Directions for this task:
In the encyclopedia passage on managing mountain sheep, to whom do the farmers living in the south of Scotland entrust the management of their Highland flocks and shepherds?

1902 Encyclopedia > Agriculture > Mangagement of Mountain Sheep

(Part 87)


Mangagement of Mountain Sheep

We have already taken notice of the extent to which Cheviot sheep have of late years been introduced in the Highlands of Scotland. Many of the immense grazings there are rented by farmers resident in the south of Scotland, who only visit their Highland farms from time to time, and intrust the management of their flocks and shepherds, which rival in numbers those of the ancient patriarchs, to an overseer, whose duty it is to be constantly on the grounds, to attend in all respects to the interests of his employer, see his orders carried into effect, and give him stated information of how it fares with his charge.

A run of records:

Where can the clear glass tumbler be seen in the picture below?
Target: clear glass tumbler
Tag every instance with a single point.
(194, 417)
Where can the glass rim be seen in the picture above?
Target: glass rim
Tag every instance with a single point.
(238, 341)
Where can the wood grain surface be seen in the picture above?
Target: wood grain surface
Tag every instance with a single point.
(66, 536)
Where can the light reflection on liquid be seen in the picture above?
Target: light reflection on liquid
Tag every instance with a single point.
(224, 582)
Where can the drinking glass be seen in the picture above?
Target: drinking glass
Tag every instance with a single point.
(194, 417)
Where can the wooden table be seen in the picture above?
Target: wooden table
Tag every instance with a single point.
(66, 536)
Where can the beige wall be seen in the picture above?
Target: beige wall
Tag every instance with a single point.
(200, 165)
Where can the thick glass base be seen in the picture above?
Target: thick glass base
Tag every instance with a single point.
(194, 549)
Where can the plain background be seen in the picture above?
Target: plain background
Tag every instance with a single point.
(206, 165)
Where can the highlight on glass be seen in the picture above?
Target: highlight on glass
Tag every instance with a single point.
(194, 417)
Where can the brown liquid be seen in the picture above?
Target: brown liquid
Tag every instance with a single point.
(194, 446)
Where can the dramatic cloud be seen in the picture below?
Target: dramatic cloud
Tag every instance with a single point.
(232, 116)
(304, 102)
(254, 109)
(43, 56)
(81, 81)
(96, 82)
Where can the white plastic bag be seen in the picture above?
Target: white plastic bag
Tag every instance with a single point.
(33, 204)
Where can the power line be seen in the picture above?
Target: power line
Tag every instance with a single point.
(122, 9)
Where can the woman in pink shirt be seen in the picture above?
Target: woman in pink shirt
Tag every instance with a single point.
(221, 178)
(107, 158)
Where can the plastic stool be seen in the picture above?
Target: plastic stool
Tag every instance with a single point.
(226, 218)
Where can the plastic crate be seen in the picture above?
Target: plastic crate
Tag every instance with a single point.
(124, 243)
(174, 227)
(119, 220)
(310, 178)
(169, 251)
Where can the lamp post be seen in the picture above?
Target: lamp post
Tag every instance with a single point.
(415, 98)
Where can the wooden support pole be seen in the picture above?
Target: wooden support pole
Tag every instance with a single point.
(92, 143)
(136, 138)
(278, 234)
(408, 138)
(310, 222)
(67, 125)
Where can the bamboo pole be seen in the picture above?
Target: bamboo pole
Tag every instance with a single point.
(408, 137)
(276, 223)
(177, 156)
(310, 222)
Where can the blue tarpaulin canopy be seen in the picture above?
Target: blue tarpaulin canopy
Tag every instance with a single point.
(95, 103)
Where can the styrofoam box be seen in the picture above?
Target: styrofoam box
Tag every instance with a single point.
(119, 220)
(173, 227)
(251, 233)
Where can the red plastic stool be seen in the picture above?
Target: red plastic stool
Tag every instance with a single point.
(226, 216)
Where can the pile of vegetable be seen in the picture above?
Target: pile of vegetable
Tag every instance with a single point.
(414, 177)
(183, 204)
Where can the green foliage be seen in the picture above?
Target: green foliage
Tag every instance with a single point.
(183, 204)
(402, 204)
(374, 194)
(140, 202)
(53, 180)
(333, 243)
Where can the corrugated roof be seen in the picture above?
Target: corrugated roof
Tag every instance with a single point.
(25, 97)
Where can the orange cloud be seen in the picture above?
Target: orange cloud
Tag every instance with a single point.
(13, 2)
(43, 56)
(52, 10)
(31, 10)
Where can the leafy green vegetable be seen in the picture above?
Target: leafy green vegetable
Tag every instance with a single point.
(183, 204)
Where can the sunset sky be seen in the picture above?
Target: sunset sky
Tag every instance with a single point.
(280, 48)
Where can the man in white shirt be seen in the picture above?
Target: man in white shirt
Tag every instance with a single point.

Response:
An overseer who stays constantly on the grounds.